Matching exercise: Choose the right tool

  • Scenario or challenge You must map workload shape to coordination strategy.

  • Interactive question (pause and think) Match the scenario (left) to the best default approach (right). Pause before the reveal.

    Scenarios: A) Updating a user profile (name, avatar) in a read-heavy app B) Reserving seats for a concert that’s about to sell out C) Running a once-per-day billing job (must not run twice) D) Collaborative editing with frequent concurrent edits E) Decrementing a rate-limit counter per API call

    Approaches:

    1. Pessimistic lock (row lock / distributed mutex)
    2. Optimistic lock (version check)
    3. Lease-based leader/singleton
    4. Merge-based concurrency (OT/CRDT)
    5. Token bucket / sharded counters / approximate techniques
  • Explanation with analogy (progressive reveal) One reasonable mapping: A->2, B->1, C->3, D->4, E->5

  • Real-world parallel

    • Profile updates: most people don’t edit the same profile simultaneously.
    • Concert seats: everyone collides.
    • Billing job: you need a single “manager on duty.”

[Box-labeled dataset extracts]
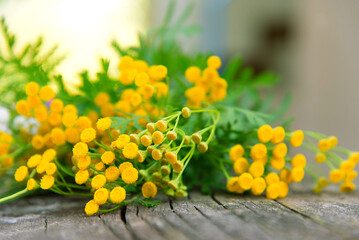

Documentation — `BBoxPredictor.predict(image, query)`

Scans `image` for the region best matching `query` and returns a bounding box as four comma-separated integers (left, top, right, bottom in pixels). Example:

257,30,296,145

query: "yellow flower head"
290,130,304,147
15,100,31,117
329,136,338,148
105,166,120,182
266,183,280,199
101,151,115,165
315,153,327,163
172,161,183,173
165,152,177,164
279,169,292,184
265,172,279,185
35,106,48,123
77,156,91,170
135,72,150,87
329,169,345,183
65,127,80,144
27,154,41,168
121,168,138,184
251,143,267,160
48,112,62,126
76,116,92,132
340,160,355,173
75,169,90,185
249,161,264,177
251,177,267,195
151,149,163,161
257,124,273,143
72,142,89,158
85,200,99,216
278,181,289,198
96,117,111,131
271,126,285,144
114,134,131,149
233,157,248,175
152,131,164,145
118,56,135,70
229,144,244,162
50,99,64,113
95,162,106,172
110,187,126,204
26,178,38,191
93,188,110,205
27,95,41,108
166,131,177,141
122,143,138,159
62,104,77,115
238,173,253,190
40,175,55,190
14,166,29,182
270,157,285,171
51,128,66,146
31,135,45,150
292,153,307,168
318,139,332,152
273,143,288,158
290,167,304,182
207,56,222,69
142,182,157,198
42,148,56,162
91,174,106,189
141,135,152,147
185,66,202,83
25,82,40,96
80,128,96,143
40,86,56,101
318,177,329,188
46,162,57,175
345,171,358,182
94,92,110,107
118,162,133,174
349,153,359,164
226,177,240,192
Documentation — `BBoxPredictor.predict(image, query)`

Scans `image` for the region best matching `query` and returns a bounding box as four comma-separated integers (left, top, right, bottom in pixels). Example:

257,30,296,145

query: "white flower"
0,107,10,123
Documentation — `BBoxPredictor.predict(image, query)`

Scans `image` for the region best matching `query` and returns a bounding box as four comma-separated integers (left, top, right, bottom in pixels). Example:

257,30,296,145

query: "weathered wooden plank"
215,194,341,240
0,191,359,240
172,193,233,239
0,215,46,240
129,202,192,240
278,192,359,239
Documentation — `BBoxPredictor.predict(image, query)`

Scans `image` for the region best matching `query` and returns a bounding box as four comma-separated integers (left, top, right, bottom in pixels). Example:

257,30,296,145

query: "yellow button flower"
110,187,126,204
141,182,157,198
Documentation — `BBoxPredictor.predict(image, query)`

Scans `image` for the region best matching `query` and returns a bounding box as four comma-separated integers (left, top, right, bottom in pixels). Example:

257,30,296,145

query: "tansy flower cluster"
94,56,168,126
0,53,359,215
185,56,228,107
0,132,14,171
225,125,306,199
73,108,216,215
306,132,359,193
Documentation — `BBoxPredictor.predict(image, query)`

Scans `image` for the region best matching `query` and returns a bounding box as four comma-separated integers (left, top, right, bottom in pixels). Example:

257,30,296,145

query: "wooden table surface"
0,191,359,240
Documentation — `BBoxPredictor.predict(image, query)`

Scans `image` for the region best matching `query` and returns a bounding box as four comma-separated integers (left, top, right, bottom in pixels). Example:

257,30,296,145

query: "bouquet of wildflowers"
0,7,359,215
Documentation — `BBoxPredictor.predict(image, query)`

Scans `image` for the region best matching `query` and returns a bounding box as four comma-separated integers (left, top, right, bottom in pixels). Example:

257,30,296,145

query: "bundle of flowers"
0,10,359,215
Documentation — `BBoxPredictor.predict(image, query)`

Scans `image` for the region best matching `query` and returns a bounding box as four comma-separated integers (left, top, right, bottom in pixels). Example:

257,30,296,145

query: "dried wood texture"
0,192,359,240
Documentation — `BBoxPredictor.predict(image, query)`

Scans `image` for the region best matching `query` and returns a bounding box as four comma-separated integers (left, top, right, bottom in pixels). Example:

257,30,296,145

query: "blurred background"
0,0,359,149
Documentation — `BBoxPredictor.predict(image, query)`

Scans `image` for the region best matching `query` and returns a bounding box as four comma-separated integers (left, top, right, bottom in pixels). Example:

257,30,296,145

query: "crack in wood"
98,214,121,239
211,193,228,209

==

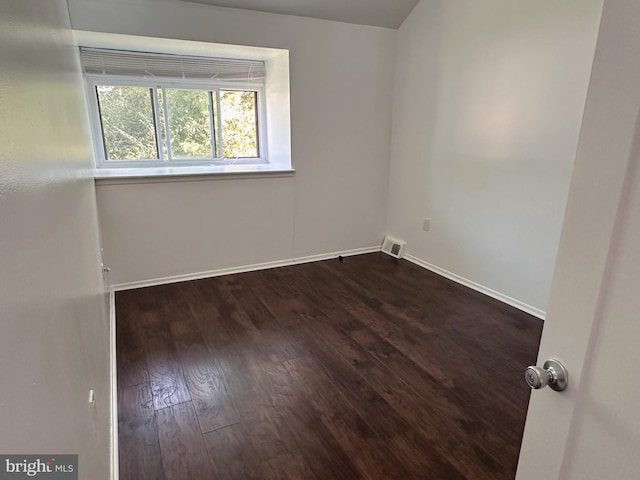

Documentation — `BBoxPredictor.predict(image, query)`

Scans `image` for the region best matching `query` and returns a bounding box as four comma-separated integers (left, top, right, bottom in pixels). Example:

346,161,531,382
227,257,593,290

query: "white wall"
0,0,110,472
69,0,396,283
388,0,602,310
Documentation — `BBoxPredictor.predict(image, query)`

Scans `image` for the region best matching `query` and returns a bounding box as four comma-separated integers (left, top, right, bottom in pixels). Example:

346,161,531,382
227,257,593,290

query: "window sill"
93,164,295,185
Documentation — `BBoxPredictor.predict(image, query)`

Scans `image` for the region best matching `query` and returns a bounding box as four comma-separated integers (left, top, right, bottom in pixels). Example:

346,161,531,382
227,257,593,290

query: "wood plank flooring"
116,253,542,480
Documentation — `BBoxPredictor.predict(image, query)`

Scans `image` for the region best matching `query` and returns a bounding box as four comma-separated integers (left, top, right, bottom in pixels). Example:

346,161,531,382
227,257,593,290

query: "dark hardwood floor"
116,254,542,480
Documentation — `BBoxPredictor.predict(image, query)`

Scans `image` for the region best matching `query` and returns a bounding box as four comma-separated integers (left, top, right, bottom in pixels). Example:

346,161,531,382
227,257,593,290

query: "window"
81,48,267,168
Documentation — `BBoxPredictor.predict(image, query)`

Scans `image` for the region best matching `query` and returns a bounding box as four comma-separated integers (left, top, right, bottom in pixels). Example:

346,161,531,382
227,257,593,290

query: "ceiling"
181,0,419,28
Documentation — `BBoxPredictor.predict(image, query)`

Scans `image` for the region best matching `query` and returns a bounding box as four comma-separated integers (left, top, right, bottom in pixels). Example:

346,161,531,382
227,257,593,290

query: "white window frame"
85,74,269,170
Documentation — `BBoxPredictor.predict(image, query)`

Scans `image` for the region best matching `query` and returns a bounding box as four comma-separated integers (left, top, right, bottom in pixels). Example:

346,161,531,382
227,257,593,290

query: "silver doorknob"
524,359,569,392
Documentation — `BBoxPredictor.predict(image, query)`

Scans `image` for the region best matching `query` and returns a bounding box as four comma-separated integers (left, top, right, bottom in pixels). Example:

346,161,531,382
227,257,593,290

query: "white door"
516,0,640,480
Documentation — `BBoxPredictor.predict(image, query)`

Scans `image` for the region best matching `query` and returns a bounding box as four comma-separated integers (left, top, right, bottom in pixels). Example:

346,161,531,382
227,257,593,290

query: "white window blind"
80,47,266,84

### Task objective
From the coordination-strategy matching exercise, extract everything from "1. Pessimistic lock" down to "seats: everyone collides.", word for word.

### Expected answer
1. Pessimistic lock (row lock / distributed mutex)
    2. Optimistic lock (version check)
    3. Lease-based leader/singleton
    4. Merge-based concurrency (OT/CRDT)
    5. Token bucket / sharded counters / approximate techniques
  • Explanation with analogy (progressive reveal) One reasonable mapping: A->2, B->1, C->3, D->4, E->5

  • Real-world parallel

    • Profile updates: most people don’t edit the same profile simultaneously.
    • Concert seats: everyone collides.